◆ Directive ◆
Repeat every entry word for word, skipping the pictures.

◆ Excerpted data ◆
+++

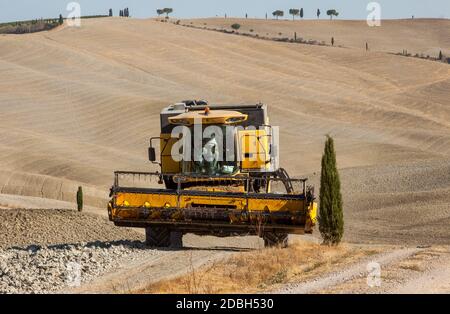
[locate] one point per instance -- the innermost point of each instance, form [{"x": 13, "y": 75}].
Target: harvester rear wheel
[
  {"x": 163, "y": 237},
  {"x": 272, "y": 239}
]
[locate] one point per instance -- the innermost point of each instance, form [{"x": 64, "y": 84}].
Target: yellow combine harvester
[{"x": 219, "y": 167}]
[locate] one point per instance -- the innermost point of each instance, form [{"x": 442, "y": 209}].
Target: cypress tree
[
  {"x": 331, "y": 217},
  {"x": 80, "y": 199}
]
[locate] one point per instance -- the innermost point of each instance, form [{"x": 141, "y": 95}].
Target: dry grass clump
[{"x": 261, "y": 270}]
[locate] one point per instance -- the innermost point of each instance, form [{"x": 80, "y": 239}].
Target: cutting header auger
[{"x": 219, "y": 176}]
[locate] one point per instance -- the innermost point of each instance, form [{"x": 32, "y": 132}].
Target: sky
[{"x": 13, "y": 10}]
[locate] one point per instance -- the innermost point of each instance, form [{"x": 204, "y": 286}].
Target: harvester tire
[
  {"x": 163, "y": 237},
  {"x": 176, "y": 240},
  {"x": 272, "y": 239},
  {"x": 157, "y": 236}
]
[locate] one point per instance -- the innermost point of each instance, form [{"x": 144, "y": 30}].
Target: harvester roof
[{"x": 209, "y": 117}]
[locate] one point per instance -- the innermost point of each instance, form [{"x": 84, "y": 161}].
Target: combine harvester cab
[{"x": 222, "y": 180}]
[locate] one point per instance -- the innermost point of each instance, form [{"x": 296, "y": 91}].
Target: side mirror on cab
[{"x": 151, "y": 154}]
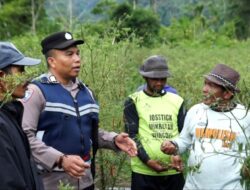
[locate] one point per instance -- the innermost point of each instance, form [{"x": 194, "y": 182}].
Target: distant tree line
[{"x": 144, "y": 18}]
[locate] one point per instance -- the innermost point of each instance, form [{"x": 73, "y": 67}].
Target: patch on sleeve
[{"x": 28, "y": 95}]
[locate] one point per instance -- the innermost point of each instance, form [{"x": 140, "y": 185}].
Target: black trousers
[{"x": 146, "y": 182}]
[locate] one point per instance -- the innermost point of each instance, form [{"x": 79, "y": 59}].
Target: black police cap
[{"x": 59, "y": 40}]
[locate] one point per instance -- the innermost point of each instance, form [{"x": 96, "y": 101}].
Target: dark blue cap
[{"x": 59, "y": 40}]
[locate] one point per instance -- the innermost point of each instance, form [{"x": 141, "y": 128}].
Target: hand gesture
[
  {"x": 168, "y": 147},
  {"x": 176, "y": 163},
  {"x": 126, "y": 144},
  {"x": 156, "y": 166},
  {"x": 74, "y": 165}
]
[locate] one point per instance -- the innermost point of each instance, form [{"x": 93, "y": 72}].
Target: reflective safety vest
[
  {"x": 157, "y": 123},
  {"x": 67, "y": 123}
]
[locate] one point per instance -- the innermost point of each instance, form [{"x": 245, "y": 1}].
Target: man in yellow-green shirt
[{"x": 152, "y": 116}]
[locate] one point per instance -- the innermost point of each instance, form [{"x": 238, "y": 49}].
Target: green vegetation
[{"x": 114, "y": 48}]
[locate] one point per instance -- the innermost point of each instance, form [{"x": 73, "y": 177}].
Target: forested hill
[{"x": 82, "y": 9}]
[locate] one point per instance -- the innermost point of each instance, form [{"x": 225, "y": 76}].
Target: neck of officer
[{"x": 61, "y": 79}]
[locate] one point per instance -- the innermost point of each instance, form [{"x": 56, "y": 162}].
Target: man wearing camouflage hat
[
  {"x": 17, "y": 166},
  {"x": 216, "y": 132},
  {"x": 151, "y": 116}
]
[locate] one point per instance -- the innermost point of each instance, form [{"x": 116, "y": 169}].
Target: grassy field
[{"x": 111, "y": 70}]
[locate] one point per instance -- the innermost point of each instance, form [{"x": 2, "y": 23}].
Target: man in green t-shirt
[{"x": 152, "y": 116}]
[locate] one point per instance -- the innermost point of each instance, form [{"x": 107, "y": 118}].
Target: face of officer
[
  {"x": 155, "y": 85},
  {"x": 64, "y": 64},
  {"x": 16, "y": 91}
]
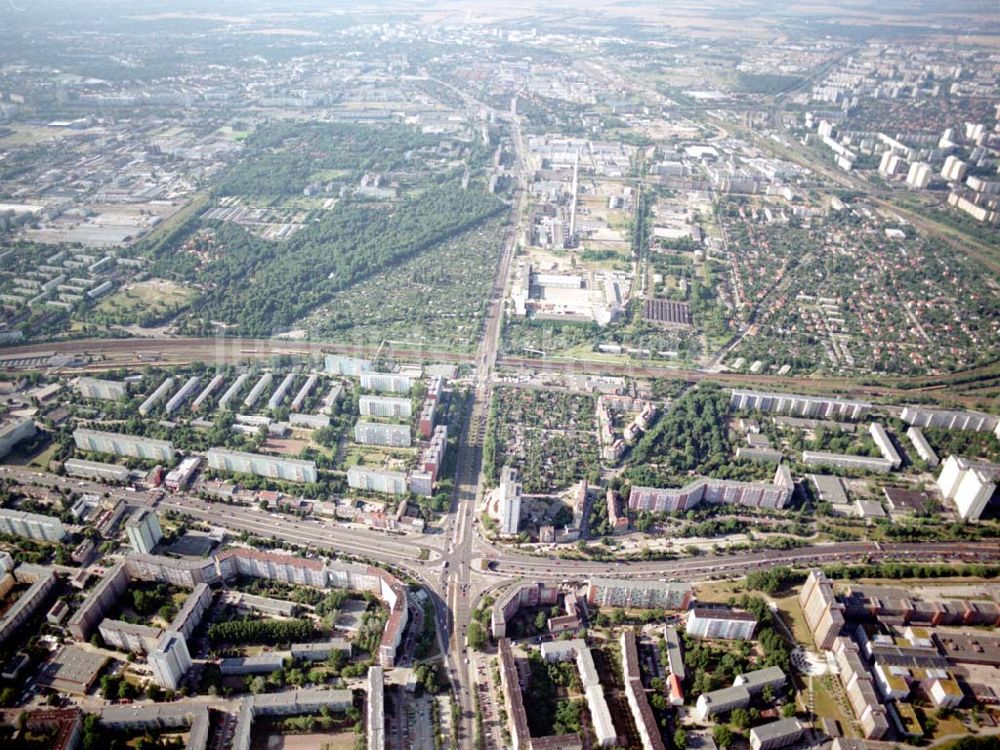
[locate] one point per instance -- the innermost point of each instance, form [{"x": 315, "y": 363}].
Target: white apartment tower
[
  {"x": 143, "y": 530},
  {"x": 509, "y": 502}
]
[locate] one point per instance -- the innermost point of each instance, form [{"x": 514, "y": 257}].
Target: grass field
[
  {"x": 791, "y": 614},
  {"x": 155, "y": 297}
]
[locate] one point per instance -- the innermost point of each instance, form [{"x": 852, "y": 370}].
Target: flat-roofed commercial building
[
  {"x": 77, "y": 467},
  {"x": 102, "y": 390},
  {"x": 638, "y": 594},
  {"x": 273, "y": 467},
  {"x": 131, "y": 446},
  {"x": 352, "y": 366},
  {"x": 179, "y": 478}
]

+++

◆ Answer to the exercise ◆
[locate] one point per instance -- the innermost point of each instance, form [{"x": 13, "y": 75}].
Target: harvester rear wheel
[
  {"x": 163, "y": 237},
  {"x": 272, "y": 239}
]
[locate] one point per instance -- the innermost point of each instance, form [{"x": 64, "y": 84}].
Target: yellow combine harvester
[{"x": 219, "y": 167}]
[locate] one point per instance -- the innermost point of each instance, form [{"x": 442, "y": 209}].
Target: cypress tree
[
  {"x": 331, "y": 217},
  {"x": 80, "y": 199}
]
[locate] one point per instance -- the innermost point of each instance, form [{"x": 141, "y": 95}].
Target: dry grass clump
[{"x": 261, "y": 270}]
[locate] one point per instance -- the innermost point of each instance, form [{"x": 80, "y": 239}].
Target: cutting header auger
[{"x": 219, "y": 176}]
[locate] one point per instance -- the innermost point of each instance, form [{"x": 32, "y": 132}].
Target: sky
[{"x": 13, "y": 10}]
[locate] one point per instance -- the innermost point of each instance, form [{"x": 204, "y": 286}].
Target: harvester tire
[
  {"x": 163, "y": 237},
  {"x": 176, "y": 240},
  {"x": 272, "y": 239},
  {"x": 157, "y": 236}
]
[locate] one point per instance -- the innermost point of each instance, form [{"x": 144, "y": 30}].
Target: harvester roof
[{"x": 209, "y": 117}]
[locate] one point per instance -- the innermost point of each instance, form [{"x": 84, "y": 161}].
Target: combine harvester cab
[{"x": 222, "y": 180}]
[locate] one point per instance -- the innermost point of each instance, form [{"x": 296, "y": 91}].
Target: side mirror on cab
[{"x": 151, "y": 154}]
[locate] one point per instance -- the innermost point of each instance, form [{"x": 194, "y": 182}].
Target: distant tree line
[{"x": 144, "y": 18}]
[locate] one point per instance -- the innermost point of each instance, form [{"x": 73, "y": 67}].
Target: patch on sleeve
[{"x": 28, "y": 95}]
[locate] one point per instance -- the innermost point of each instance, form [{"x": 140, "y": 185}].
Target: black trousers
[{"x": 146, "y": 182}]
[locate] one point per instance -- the innermost point of each instance, form [{"x": 79, "y": 59}].
Target: black police cap
[{"x": 59, "y": 40}]
[locate] one point per instance -- the innermost point of each instance, form [{"x": 96, "y": 101}].
Target: dark blue cap
[{"x": 59, "y": 40}]
[locate] one point per instance -- the innermost point of each instance, form [{"x": 141, "y": 128}].
Target: hand gesture
[
  {"x": 168, "y": 147},
  {"x": 176, "y": 163},
  {"x": 126, "y": 144},
  {"x": 156, "y": 166},
  {"x": 74, "y": 165}
]
[locate] one point per instance -- the innermost point of each instance, form [{"x": 93, "y": 72}].
Target: reflective safety vest
[
  {"x": 157, "y": 123},
  {"x": 67, "y": 123}
]
[locate] one point per instance -- the innermost point of each instance, form [{"x": 245, "y": 1}].
Target: man in yellow-green shirt
[{"x": 152, "y": 116}]
[locate] one point per instance -- the innermost point of each instance, form [{"x": 238, "y": 49}].
Target: green vegetation
[{"x": 114, "y": 48}]
[locate] one point per instance -- the innermost point of each instance, form [{"x": 73, "y": 177}].
Target: forested hill
[{"x": 82, "y": 9}]
[locate] one point per instance -- the innermost point of each instance, form [{"x": 225, "y": 76}].
Target: neck of officer
[{"x": 61, "y": 79}]
[locate] one point per instance -- the innermost point of each instance, form [{"x": 56, "y": 162}].
Target: man wearing camouflage hat
[
  {"x": 17, "y": 166},
  {"x": 216, "y": 132},
  {"x": 151, "y": 116}
]
[locate] one point per instance -- the innermost point of each instance, form [{"x": 116, "y": 169}].
Target: grassy field
[{"x": 111, "y": 70}]
[locate] one point per instance -- the innermost point of each instance, form [{"x": 2, "y": 23}].
Target: man in green t-shirt
[{"x": 152, "y": 116}]
[locate] one point per instance -- the innermost point of each instance, form [{"x": 107, "y": 118}].
Target: face of officer
[
  {"x": 155, "y": 85},
  {"x": 64, "y": 64},
  {"x": 16, "y": 91}
]
[locate] one point per instance -- the innermost point of each instance, form [{"x": 315, "y": 363}].
Target: white apartment tower
[
  {"x": 143, "y": 530},
  {"x": 509, "y": 502}
]
[locate] one point per instance -- the innermost point of each instance, form [{"x": 514, "y": 257}].
Target: grass field
[
  {"x": 791, "y": 614},
  {"x": 155, "y": 297}
]
[locate] one point per instance -- the innermost point of each instance, form [{"x": 852, "y": 370}].
Target: flat-roofed commercial building
[
  {"x": 77, "y": 467},
  {"x": 102, "y": 390},
  {"x": 638, "y": 594},
  {"x": 273, "y": 467},
  {"x": 131, "y": 446},
  {"x": 352, "y": 366},
  {"x": 179, "y": 478}
]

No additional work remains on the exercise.